Excerpts from a dataset:
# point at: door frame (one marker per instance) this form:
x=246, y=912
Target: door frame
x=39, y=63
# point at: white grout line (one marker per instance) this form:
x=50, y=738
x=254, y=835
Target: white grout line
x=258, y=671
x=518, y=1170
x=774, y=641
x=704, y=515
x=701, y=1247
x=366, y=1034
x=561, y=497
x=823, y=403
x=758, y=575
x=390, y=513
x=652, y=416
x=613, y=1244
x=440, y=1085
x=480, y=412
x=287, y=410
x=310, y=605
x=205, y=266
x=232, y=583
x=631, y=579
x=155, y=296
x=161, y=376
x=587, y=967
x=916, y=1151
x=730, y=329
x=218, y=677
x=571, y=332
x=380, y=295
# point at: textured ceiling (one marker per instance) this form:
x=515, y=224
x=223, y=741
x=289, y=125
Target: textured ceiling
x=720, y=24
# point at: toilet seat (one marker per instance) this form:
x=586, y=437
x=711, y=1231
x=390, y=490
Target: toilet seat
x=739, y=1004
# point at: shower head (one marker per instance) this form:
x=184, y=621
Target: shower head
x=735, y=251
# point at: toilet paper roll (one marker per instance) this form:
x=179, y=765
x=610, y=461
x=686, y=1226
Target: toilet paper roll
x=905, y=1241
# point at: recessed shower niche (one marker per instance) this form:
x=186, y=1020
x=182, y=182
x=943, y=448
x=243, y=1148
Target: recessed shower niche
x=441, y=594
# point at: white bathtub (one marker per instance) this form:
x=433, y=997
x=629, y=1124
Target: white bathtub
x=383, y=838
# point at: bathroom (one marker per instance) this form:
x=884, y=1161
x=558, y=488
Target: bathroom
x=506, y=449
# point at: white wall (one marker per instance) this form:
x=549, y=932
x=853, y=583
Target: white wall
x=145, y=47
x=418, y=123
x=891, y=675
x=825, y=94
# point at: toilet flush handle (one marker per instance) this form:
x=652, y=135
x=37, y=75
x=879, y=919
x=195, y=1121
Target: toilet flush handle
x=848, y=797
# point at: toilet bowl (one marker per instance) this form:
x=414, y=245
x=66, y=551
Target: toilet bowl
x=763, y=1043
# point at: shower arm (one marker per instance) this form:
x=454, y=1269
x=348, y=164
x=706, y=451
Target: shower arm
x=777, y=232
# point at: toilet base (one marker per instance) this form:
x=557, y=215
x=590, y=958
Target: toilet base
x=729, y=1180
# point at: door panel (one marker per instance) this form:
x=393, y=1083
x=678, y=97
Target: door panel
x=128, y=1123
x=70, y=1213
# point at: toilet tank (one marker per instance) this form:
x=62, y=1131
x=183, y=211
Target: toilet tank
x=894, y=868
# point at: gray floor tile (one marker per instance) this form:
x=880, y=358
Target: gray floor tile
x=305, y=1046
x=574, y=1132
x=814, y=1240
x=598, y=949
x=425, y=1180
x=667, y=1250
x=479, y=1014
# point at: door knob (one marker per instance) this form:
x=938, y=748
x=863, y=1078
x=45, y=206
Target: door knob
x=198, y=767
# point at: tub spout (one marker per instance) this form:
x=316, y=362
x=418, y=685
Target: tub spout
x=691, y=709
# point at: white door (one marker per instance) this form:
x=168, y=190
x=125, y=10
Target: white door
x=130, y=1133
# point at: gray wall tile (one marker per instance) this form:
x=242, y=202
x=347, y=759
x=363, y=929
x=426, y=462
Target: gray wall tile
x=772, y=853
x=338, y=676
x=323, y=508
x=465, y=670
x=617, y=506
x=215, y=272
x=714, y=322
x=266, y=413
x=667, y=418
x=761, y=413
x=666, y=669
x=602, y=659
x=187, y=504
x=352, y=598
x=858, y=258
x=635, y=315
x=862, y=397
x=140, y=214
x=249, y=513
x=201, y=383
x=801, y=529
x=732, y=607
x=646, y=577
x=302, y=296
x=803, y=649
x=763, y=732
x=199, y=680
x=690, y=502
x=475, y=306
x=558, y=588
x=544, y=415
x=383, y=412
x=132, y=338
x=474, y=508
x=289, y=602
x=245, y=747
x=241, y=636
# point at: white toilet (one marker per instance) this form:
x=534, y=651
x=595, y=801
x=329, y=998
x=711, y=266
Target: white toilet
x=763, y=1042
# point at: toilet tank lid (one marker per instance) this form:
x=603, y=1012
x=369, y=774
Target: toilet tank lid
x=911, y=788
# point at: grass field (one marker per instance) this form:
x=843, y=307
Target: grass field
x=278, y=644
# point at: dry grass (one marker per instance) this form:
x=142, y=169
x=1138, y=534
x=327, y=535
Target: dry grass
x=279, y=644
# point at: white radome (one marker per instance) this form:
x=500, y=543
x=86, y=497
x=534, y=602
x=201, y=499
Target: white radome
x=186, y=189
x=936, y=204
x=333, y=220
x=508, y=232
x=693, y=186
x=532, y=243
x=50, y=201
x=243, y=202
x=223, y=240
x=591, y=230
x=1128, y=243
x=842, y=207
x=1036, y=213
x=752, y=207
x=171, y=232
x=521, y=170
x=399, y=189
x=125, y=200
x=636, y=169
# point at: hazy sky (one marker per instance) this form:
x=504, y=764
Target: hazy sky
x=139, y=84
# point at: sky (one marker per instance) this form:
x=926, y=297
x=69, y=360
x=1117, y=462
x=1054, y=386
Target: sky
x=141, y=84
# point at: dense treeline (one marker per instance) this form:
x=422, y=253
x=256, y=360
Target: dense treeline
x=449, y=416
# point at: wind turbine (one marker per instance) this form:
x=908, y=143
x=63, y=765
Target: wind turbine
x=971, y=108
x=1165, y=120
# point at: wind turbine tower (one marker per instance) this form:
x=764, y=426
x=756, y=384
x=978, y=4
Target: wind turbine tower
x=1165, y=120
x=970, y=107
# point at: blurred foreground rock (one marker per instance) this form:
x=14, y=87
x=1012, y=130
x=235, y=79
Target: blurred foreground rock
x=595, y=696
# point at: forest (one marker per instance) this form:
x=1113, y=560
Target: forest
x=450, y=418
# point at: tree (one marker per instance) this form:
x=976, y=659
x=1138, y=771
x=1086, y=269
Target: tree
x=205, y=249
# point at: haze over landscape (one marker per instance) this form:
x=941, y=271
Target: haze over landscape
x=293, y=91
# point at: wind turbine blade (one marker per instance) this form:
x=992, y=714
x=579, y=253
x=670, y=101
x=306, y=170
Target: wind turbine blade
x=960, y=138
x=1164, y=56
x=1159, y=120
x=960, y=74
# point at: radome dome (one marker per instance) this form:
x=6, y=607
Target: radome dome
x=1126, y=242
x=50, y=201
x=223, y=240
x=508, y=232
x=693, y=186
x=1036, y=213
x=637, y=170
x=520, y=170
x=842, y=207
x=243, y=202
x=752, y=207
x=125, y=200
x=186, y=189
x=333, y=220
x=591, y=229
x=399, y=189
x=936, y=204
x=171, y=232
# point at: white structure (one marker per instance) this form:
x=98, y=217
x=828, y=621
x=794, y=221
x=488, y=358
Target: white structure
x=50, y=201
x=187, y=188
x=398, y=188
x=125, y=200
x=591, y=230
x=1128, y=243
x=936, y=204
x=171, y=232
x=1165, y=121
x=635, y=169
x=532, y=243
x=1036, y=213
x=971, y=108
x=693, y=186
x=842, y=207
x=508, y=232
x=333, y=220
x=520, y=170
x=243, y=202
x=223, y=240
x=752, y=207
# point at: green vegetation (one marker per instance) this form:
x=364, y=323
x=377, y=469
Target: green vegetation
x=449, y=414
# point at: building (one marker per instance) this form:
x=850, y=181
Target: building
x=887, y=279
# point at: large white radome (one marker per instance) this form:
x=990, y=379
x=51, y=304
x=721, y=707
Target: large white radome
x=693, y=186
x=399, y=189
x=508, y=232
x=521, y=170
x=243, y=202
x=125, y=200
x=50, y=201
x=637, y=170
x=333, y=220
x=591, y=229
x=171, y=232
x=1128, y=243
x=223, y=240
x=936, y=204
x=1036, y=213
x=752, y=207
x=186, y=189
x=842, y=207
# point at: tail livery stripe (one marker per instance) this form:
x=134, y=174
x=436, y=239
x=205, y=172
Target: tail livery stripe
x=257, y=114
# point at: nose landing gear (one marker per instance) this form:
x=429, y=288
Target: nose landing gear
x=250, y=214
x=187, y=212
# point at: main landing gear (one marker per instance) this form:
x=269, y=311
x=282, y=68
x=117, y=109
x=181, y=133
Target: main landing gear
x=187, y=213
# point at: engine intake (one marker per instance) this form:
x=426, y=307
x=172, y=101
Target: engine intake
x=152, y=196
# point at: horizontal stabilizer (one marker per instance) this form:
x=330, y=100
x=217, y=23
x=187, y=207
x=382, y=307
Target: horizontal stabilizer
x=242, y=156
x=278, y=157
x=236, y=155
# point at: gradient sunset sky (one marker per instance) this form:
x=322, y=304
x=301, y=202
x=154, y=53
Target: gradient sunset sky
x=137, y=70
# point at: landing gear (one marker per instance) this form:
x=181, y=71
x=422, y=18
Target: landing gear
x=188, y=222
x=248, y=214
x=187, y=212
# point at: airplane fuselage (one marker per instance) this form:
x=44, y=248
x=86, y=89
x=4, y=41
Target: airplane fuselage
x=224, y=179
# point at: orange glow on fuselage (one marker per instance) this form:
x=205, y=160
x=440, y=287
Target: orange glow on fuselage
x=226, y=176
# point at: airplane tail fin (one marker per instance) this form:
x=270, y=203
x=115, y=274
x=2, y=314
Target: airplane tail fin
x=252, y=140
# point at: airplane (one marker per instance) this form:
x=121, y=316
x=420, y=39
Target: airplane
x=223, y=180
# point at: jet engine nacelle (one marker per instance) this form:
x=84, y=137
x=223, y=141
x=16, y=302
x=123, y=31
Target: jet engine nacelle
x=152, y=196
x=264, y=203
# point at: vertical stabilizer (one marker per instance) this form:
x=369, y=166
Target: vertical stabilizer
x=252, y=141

• PROBLEM REQUIREMENTS:
Starting at the line that contains "Target: grass field" and stopping after the line that contains "x=86, y=497", write out every line exactly as it appears above, and no other line.

• EXPECTED OUTPUT:
Target: grass field
x=278, y=644
# point at: dry grass (one marker per instance) this form:
x=142, y=169
x=1138, y=534
x=327, y=535
Target: dry grass
x=279, y=644
# point at: white radome (one marker per instance) this form:
x=500, y=543
x=86, y=497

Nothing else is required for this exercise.